» SELECTED EXCERPT
..............................
Mises argued in "Economic Calculation in the Socialist Commonwealth" that the pricing systems in socialist economies were necessarily deficient because if a public entity owned all the means of production, no rational prices could be obtained for capital goods as they were merely internal transfers of goods and not "objects of exchange," unlike final goods. Therefore, they were unpriced and hence the system would be necessarily irrational, as the central planners would not know how to allocate the available resources efficiently.[1] He wrote "...that rational economic activity is impossible in a socialist commonwealth."[1] Mises developed his critique of socialism more completely in his 1922 book Socialism, an Economic and Sociological Analysis, arguing that the market price system is an expression of praxeology and can not be replicated by any form of bureaucracy.
However, it is important to note that central planning has been criticized by socialists who advocated decentralized mechanisms of economic coordination, including mutualist Pierre-Joseph Proudhon, marxist Leon Trotsky and anarcho- communist Peter Kropotkin before the Austrian school critique. Central planning was later criticized by socialist economists such as Janos Kornai and Alec Nove. In particular, Trotsky argued that central planners would not be able to respond effectively to local changes in the economy because they operate without meaningful input and participation by the millions of economic actors in the economy, and would therefore be an ineffective mechanism for coordinating economic activity." (http://en.wikipedia.org/wiki/Economic_calculation_problem)
Discussion
Jean-Daniel Cusin:
"Cosma Shalizi is good at the math behind optimization software, among other things. In the excerpts and linked article below, he agrees that an optimally planned economy is impossible, but says that so is an optimally market-driven invisible-hand capitalist economy guided by prices. In other words, the claims of Mises and Hayek that “the market” can rationally allocate resources don’t hold water either. (As we have seen in the latest crash and bailout of finance capital.)
..............................
» DATA RECORDS
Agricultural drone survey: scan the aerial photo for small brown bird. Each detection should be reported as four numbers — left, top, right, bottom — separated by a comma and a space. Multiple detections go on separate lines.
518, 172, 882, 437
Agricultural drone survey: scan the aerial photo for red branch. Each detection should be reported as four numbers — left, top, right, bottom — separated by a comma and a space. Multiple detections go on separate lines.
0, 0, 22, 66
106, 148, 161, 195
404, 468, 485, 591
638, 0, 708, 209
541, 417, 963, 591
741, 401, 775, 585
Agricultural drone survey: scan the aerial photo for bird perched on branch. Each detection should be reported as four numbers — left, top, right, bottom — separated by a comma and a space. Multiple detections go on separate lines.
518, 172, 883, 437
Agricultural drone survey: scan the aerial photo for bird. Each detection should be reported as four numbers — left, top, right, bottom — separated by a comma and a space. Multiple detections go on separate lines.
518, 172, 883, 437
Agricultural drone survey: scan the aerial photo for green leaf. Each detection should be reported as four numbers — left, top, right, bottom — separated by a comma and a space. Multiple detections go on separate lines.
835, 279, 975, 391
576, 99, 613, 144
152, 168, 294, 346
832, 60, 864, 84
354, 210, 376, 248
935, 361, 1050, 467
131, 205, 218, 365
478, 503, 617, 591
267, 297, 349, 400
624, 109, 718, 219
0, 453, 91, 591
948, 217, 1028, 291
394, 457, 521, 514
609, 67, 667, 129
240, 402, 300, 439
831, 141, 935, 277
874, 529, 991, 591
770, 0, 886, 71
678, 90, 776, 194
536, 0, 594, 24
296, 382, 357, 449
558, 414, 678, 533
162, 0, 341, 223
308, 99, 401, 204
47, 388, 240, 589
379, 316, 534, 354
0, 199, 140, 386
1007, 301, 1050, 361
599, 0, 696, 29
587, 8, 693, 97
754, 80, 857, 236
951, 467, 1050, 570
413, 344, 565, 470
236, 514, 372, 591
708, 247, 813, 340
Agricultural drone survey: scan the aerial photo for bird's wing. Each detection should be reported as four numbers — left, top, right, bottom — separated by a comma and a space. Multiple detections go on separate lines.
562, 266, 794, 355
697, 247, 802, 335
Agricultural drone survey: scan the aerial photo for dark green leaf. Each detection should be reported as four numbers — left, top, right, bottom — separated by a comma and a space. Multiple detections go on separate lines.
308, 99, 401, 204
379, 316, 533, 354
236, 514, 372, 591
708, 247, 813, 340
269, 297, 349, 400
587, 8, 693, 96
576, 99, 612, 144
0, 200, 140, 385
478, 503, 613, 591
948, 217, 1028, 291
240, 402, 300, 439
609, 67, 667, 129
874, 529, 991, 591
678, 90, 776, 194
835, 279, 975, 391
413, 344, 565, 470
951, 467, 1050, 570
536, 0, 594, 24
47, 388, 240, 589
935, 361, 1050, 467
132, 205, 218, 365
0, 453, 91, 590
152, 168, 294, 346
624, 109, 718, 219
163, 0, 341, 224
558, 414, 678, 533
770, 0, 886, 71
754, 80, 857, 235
..............................
» WHAT IS ASKED
In the excerpt on the economic calculation problem, can you rewrite the paragraph beginning "However, it is important to note" as a short bulleted list that keeps its main facts? The records aren't needed for this.

» TASK RESPONSE
- Before the Austrian school's critique, central planning was criticized by socialists who favored decentralized economic coordination: mutualist Pierre-Joseph Proudhon, Marxist Leon Trotsky, and anarcho-communist Peter Kropotkin.
- Socialist economists Janos Kornai and Alec Nove later criticized it too.
- Trotsky argued that central planners could not respond effectively to local economic changes. They work without meaningful input and participation from the economy's millions of actors, so central planning coordinates economic activity poorly.